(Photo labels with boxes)
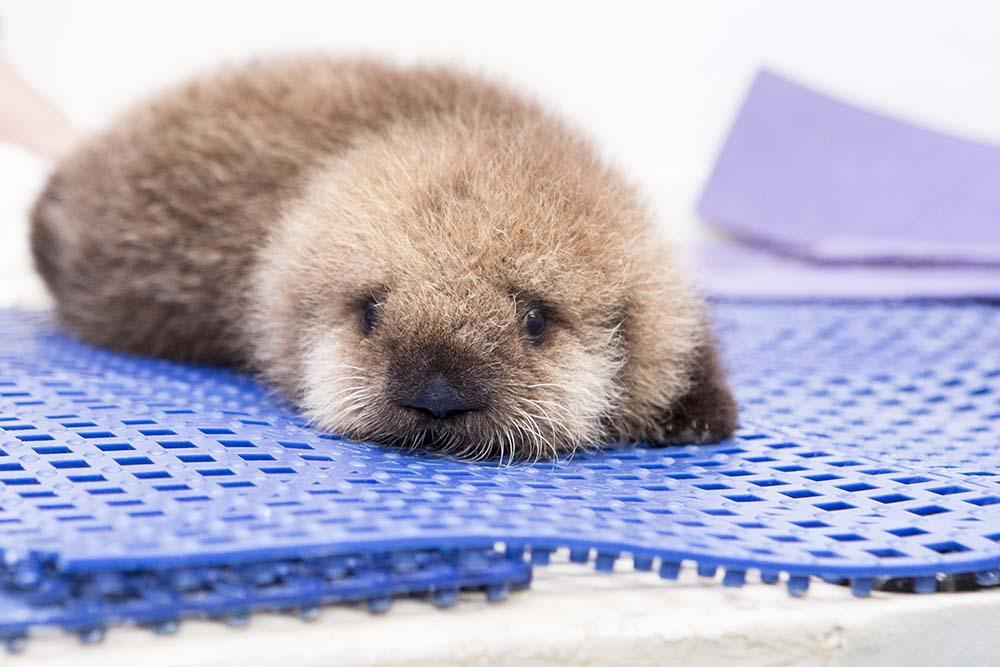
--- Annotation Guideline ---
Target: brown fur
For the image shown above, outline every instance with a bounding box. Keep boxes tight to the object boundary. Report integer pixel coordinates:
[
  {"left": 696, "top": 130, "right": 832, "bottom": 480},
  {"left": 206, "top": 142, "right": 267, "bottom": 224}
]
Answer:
[{"left": 32, "top": 58, "right": 736, "bottom": 458}]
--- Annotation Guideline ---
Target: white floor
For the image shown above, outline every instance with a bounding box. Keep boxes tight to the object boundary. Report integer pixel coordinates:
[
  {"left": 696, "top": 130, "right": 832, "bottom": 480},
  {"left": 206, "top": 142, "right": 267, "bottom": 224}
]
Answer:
[{"left": 0, "top": 155, "right": 1000, "bottom": 667}]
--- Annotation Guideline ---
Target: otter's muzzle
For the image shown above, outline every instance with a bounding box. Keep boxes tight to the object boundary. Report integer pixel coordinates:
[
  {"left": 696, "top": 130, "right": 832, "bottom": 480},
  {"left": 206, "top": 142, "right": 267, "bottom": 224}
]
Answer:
[{"left": 399, "top": 374, "right": 480, "bottom": 419}]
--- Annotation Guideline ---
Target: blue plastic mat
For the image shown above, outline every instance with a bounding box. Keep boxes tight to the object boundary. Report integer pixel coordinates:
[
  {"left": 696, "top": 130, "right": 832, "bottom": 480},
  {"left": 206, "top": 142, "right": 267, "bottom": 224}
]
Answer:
[{"left": 0, "top": 303, "right": 1000, "bottom": 637}]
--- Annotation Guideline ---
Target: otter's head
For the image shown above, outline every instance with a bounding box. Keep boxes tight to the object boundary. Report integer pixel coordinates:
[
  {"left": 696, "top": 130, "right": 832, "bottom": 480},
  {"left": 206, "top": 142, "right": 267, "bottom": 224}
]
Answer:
[{"left": 251, "top": 117, "right": 735, "bottom": 459}]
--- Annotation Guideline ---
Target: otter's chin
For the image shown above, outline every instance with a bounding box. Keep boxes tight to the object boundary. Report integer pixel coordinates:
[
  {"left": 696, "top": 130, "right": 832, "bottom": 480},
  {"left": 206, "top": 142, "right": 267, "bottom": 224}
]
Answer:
[{"left": 311, "top": 402, "right": 583, "bottom": 464}]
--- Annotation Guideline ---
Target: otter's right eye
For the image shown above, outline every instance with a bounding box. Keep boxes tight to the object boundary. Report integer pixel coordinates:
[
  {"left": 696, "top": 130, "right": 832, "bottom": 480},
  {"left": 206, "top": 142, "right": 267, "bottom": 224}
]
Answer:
[{"left": 361, "top": 299, "right": 379, "bottom": 334}]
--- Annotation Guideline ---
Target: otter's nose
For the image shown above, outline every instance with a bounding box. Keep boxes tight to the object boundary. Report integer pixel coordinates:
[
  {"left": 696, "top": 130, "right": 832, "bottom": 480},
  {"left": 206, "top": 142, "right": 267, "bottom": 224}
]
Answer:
[{"left": 399, "top": 375, "right": 478, "bottom": 419}]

Directive:
Locate each line in the records above that contains the word "otter" and copy those lines. Case counts.

Exercise result:
Target: otter's muzzle
Target: otter's head
Target: otter's chin
Target: otter's right eye
Target: otter's nose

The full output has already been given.